* **SHORT PROBLEM**
Could you output every line of the rows below as a JSON list of strings, one string per line, skipping blank lines and leaving out the pictures?

* **RECORDED INFORMATION**
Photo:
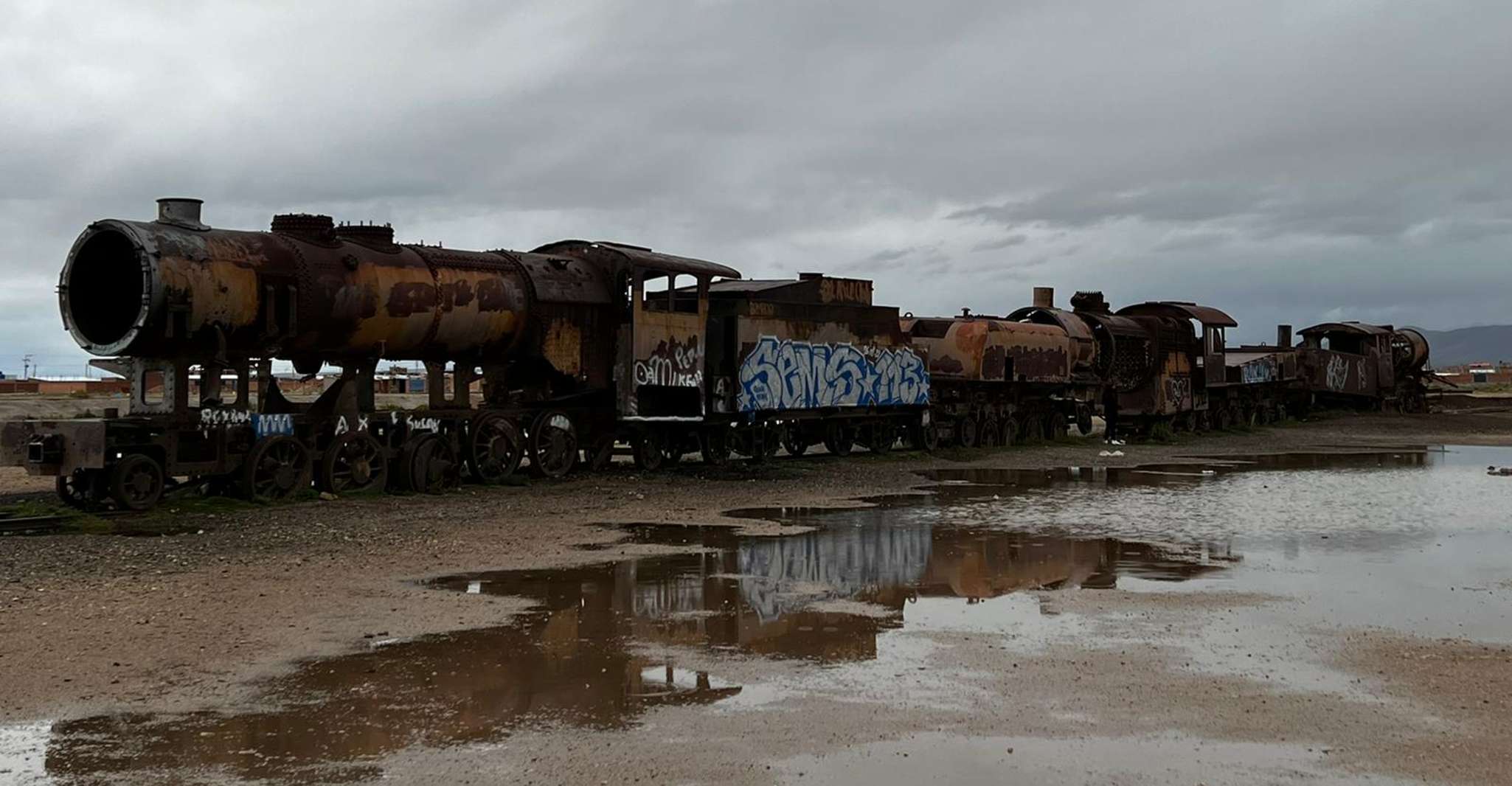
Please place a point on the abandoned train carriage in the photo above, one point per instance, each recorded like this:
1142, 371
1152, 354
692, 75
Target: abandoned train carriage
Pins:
173, 295
812, 360
584, 345
1003, 380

* **TASK RESPONSE**
[
  "Photo:",
  "Please place a point on the abandoned train carriage in the photo above, one point per instance, each recorded like this:",
  "1142, 371",
  "1152, 354",
  "692, 75",
  "Target: abandoned train carriage",
  "Pins:",
  "173, 295",
  "812, 360",
  "584, 345",
  "1003, 380"
]